**HOW TO COMPLETE THIS TASK**
Each line that contains the string "Reviewer" counts once; report how many such lines appear in the data, as a number only.

(Referring expression data)
══════════════════════════════

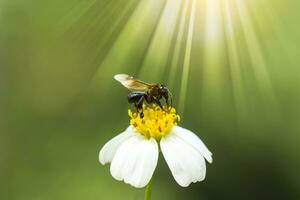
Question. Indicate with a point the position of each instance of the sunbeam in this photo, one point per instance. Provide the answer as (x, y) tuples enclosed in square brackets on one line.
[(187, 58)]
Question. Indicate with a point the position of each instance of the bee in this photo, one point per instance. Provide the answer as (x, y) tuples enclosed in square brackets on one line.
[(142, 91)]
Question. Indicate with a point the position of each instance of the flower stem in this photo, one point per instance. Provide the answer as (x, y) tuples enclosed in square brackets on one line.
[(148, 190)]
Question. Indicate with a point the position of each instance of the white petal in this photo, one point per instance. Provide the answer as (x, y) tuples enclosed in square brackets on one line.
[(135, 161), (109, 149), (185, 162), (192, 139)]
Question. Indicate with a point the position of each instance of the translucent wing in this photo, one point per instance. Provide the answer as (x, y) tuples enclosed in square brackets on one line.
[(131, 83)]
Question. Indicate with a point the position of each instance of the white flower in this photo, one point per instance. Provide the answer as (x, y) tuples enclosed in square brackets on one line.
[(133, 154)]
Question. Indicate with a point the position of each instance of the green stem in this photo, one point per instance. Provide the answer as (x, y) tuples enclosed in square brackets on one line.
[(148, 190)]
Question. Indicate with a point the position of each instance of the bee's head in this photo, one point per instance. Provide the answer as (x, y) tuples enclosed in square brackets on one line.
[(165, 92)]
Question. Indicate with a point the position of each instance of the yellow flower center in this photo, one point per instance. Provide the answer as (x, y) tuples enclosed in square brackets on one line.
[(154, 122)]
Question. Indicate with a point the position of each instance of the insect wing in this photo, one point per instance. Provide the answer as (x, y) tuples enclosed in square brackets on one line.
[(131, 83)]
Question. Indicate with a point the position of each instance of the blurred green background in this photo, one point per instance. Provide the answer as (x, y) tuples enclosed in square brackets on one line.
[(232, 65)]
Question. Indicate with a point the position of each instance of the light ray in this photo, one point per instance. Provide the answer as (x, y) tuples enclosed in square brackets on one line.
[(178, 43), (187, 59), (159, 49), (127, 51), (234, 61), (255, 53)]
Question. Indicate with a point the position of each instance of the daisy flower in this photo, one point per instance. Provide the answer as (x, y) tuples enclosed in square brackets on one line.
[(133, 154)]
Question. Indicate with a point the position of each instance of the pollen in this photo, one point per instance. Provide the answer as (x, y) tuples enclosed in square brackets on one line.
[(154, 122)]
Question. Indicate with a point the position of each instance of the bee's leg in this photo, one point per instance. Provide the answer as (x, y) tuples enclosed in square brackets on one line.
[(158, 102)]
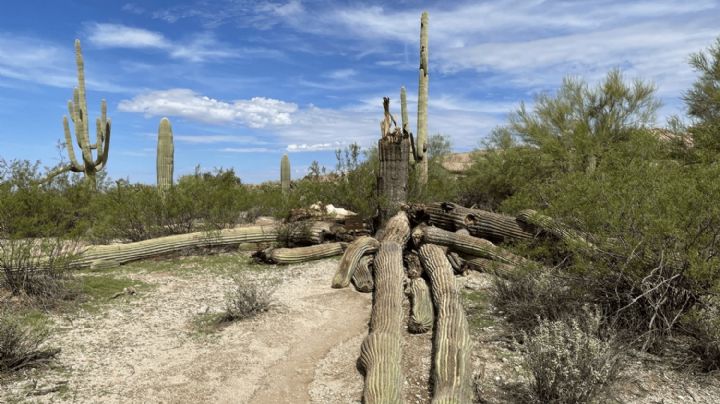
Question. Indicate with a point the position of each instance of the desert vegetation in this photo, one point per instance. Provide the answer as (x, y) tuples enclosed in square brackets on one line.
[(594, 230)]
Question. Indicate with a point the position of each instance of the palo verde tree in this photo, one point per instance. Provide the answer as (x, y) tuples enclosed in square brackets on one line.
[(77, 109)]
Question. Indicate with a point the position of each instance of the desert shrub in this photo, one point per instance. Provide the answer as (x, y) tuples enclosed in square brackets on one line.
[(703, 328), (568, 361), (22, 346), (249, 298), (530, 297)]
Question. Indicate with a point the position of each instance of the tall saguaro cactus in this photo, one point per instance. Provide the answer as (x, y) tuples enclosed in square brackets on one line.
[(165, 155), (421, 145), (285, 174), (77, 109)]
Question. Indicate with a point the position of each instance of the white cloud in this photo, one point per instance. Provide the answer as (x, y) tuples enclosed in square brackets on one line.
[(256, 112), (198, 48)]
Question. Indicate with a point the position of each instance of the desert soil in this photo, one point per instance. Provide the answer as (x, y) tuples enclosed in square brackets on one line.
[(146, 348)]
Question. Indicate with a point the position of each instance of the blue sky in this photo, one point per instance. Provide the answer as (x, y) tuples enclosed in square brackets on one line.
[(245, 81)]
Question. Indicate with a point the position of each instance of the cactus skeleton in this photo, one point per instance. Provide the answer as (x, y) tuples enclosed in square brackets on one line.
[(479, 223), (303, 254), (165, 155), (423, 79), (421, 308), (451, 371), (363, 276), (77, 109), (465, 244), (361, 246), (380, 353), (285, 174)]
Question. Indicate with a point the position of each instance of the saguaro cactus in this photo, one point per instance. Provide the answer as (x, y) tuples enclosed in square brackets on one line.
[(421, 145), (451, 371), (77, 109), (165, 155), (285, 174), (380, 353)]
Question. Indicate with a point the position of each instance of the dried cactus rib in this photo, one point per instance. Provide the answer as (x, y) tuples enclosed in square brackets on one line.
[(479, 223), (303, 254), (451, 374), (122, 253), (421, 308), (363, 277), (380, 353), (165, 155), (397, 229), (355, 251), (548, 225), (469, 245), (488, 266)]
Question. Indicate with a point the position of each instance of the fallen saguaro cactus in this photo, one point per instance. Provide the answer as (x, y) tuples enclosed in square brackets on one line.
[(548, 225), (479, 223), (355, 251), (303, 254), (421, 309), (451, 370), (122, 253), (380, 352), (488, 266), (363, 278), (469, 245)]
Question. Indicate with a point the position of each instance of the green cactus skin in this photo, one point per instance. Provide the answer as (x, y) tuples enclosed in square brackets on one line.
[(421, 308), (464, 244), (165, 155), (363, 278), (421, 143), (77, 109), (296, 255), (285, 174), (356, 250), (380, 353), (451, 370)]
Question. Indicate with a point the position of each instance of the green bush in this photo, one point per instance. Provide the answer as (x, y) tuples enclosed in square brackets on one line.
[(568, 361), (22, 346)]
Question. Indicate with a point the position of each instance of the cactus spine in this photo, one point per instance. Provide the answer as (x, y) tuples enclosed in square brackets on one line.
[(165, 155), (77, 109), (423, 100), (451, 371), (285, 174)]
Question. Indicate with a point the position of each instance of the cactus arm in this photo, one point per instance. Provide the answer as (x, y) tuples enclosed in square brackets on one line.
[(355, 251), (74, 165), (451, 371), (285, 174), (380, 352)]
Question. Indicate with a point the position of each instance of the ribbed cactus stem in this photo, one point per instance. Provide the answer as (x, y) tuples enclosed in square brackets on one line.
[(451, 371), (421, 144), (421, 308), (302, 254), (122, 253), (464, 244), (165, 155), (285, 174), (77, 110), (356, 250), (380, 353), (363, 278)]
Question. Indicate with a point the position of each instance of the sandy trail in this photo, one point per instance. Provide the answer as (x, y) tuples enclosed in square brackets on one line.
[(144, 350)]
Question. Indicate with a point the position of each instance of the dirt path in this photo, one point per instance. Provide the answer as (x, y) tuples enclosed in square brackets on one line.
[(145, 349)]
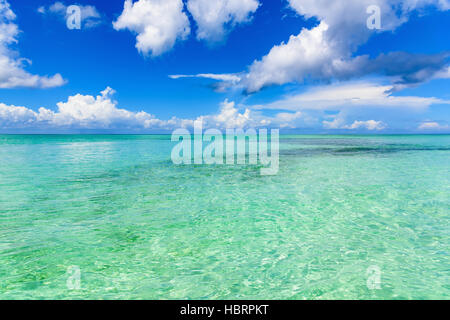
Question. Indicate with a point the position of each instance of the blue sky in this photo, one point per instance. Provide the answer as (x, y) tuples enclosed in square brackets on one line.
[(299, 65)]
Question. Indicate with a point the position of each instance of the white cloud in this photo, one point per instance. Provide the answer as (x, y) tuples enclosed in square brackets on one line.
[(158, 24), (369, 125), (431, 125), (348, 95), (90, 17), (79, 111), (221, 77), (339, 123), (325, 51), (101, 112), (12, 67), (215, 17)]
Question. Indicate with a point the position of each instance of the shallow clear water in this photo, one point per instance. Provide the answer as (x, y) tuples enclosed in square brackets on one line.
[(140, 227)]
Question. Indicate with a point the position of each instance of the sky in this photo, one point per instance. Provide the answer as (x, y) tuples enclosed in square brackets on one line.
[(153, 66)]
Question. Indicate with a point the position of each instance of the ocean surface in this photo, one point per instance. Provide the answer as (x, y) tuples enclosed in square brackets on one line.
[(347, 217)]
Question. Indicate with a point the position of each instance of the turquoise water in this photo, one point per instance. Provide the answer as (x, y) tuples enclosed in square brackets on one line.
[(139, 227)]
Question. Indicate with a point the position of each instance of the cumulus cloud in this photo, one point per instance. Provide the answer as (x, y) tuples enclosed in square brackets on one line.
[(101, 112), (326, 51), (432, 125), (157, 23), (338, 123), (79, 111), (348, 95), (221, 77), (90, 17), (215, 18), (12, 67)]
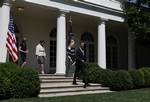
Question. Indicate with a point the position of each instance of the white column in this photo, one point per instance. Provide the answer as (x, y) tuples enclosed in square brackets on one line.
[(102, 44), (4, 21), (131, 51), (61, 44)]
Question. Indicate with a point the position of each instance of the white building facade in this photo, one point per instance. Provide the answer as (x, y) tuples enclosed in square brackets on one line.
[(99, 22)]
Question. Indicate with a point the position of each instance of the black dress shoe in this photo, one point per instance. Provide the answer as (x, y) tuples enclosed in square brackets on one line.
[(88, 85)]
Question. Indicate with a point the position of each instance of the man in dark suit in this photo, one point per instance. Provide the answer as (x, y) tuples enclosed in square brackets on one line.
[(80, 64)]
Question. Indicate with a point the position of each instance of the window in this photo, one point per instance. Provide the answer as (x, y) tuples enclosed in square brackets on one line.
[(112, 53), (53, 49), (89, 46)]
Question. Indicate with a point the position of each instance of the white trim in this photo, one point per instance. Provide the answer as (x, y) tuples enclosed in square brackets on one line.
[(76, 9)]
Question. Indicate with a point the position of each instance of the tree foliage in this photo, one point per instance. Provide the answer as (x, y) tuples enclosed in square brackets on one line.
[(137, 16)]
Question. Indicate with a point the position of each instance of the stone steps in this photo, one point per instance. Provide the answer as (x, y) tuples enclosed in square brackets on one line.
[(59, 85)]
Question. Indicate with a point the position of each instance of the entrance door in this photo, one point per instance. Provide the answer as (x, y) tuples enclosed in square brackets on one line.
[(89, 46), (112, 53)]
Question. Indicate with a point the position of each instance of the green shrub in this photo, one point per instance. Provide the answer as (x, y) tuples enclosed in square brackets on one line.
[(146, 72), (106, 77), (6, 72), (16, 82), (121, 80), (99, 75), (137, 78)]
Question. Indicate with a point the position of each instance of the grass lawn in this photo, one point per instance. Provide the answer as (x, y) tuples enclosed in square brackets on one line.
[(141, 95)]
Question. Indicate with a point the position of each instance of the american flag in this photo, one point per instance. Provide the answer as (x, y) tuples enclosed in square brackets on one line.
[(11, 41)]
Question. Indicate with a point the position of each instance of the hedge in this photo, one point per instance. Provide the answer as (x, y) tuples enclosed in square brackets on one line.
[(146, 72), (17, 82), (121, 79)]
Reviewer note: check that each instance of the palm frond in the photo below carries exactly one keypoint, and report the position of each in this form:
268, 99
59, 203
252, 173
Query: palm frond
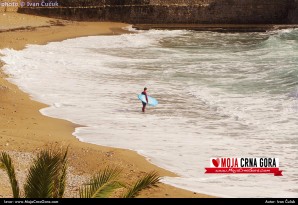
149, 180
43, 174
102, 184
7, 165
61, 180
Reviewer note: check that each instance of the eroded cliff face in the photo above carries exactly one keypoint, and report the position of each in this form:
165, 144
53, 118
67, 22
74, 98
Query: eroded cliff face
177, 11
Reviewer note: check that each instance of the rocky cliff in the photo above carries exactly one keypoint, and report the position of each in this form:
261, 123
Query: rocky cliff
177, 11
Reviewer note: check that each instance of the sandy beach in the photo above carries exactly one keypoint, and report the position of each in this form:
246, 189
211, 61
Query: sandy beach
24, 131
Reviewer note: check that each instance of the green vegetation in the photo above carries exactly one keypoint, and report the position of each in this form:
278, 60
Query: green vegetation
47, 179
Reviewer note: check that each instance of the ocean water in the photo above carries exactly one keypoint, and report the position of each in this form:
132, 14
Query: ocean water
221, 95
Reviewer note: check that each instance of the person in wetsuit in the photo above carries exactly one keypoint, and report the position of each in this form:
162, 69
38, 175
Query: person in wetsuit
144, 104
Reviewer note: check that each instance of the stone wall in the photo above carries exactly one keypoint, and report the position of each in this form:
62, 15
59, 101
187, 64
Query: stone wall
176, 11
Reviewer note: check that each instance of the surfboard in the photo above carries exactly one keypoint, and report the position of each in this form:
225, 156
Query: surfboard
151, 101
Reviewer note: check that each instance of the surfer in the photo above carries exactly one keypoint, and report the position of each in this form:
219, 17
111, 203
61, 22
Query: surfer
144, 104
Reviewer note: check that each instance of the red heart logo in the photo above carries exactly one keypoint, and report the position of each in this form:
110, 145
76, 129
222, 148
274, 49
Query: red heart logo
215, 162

══════════════════════════════

**YOUR RESPONSE**
11